▶ PROBLEM STATEMENT
Your answer should repeat the entries in full, exactly as given, with no pictures.

▶ DATASET
______________________________

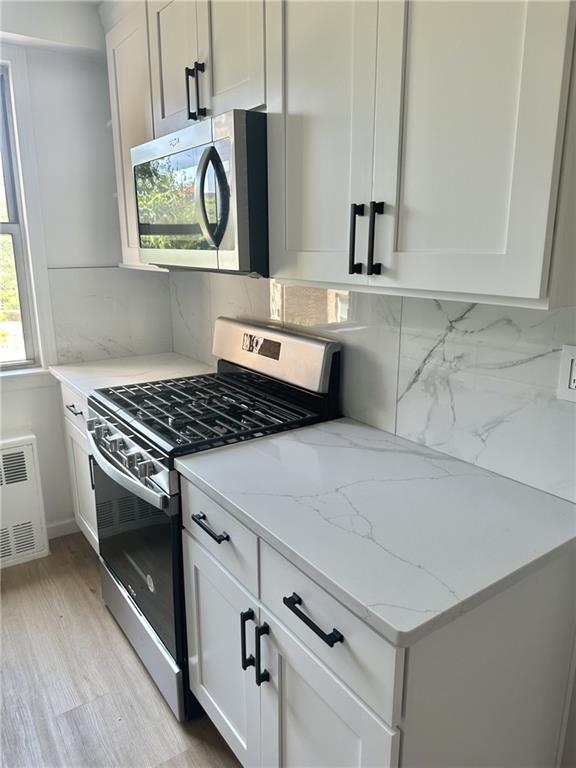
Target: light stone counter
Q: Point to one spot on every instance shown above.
(406, 537)
(84, 377)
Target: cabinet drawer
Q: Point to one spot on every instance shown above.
(238, 553)
(368, 664)
(75, 406)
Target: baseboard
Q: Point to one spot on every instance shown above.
(62, 528)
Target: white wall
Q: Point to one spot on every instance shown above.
(73, 142)
(95, 310)
(32, 404)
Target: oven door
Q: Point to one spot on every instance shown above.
(138, 531)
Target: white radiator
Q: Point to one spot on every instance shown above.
(22, 519)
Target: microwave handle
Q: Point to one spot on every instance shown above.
(213, 234)
(157, 500)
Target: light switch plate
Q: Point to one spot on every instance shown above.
(567, 374)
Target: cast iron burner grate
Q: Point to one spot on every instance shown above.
(206, 411)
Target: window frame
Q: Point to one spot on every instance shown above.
(15, 226)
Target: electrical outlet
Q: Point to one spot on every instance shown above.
(567, 375)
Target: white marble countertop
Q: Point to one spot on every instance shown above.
(84, 377)
(406, 537)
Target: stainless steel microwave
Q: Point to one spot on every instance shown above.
(202, 196)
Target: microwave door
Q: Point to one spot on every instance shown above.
(169, 218)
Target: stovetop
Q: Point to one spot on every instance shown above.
(190, 414)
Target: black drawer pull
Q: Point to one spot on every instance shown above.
(193, 72)
(245, 616)
(218, 537)
(262, 675)
(354, 267)
(330, 639)
(375, 208)
(189, 72)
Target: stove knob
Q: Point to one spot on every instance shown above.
(114, 443)
(145, 468)
(130, 460)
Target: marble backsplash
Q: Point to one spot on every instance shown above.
(473, 381)
(109, 312)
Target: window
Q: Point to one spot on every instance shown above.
(17, 344)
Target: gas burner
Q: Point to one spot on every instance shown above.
(199, 412)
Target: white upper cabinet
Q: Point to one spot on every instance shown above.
(173, 37)
(205, 58)
(321, 112)
(131, 109)
(231, 44)
(448, 117)
(468, 172)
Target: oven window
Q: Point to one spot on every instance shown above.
(137, 543)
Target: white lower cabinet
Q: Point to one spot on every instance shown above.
(301, 715)
(309, 718)
(214, 605)
(83, 497)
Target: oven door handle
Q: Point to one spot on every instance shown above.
(156, 499)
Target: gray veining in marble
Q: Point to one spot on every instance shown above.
(479, 382)
(405, 536)
(474, 381)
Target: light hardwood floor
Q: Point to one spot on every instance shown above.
(74, 693)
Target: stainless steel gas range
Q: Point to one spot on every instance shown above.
(267, 380)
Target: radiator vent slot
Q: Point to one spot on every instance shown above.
(5, 543)
(22, 522)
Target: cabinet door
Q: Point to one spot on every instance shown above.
(321, 108)
(228, 693)
(80, 471)
(468, 168)
(309, 718)
(231, 44)
(172, 30)
(131, 109)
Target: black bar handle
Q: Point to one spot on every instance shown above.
(245, 616)
(91, 465)
(218, 537)
(190, 72)
(198, 67)
(375, 208)
(330, 638)
(213, 233)
(354, 267)
(262, 675)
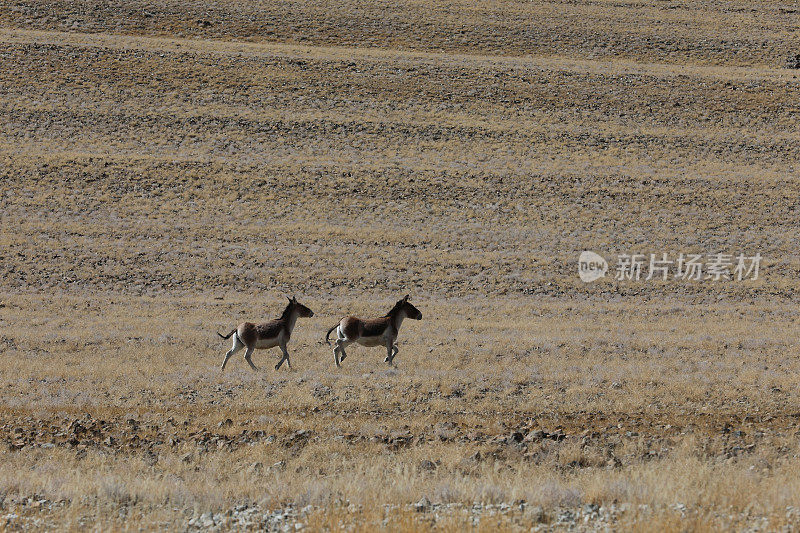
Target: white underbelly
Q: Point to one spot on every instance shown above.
(268, 343)
(378, 340)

______________________________

▶ RESULT OF THE TASK
Target: light stone counter
Q: Point to one spot on every instance shown above.
(406, 537)
(84, 377)
Target: cabinet drawer
Q: Point to one spot on every instance shown above.
(238, 553)
(368, 664)
(75, 406)
Target: baseboard
Q: Point to one spot on every instance shown above.
(62, 528)
Target: white wall
Q: Point to one spot on every instance shown above.
(73, 142)
(95, 310)
(32, 404)
Target: oven door
Q: Point to one spot on every instance shown above.
(138, 531)
Target: white radiator
Q: Point to one spot on every instance shown above.
(22, 519)
Target: microwave handle
Q: Point to one spot on every instance shown above.
(213, 234)
(157, 500)
Target: light switch plate
Q: Point to one spot on every instance shown above.
(567, 374)
Target: cast iron burner grate
Q: Point to one spot on every instance shown above.
(206, 411)
Target: window frame
Q: Point to one spot on every instance shown above.
(15, 226)
Target: electrical outlet
Q: Point to one spot on every instance shown above.
(567, 375)
Target: white marble countertop
Q: Point to one spot on every instance shown above.
(84, 377)
(406, 537)
Target: stainless steel microwave
Q: Point to one spot on every instance shown above.
(202, 196)
Target: microwave door
Q: Point to one spot on every instance shown above.
(169, 218)
Target: stovetop
Q: Point to one spot on every instance shown above.
(190, 414)
Target: black drawer pull
Q: Point to one spot on every instance shown above.
(193, 72)
(245, 616)
(218, 537)
(262, 675)
(354, 267)
(330, 639)
(375, 208)
(189, 72)
Target: stove knob
Q: Point to one spot on every instance shown above.
(114, 443)
(145, 468)
(130, 460)
Target: marble backsplash
Q: Point to one spot on every instance shown above.
(473, 381)
(109, 312)
Target: window
Q: Point to one spot on every instance shown above.
(17, 344)
Target: gas burner
Q: Point to one spot on every instance shown above.
(199, 412)
Target: white upper cabinet
Q: Point to one spot on every instance shown above.
(173, 37)
(205, 58)
(321, 112)
(131, 109)
(231, 44)
(448, 117)
(468, 172)
Target: oven window
Q: Point to one spot on every instance shown above.
(137, 543)
Target: white lower cabinet
Q: Point to one spot on every instance shown above.
(301, 715)
(309, 718)
(214, 605)
(83, 497)
Target: oven door handle
Q: Point to one spot on every instance shown above.
(156, 499)
Target: gray veining in marble
Q: Point to one spot on every instance shown above.
(479, 382)
(405, 536)
(474, 381)
Target: light hardwood floor
Q: Point to one spot on every instance shown above.
(74, 693)
Target: stainless steel gas range
Q: Point to one spot on every instance shown above.
(267, 380)
Target: radiator vent slot
Q: Point to one spot on every instance shown above.
(5, 543)
(22, 522)
Target: cabinet door
Q: Point to one spot on every instance shown above.
(321, 108)
(228, 693)
(80, 471)
(468, 168)
(309, 718)
(231, 44)
(172, 30)
(131, 109)
Target: black bar handle
Q: Point to one spot on every instance shown above.
(245, 616)
(91, 465)
(218, 537)
(190, 72)
(198, 67)
(375, 208)
(330, 638)
(213, 233)
(354, 267)
(262, 675)
Target: white underbelly
Q: Point to one spot on every instance shown above.
(268, 343)
(378, 340)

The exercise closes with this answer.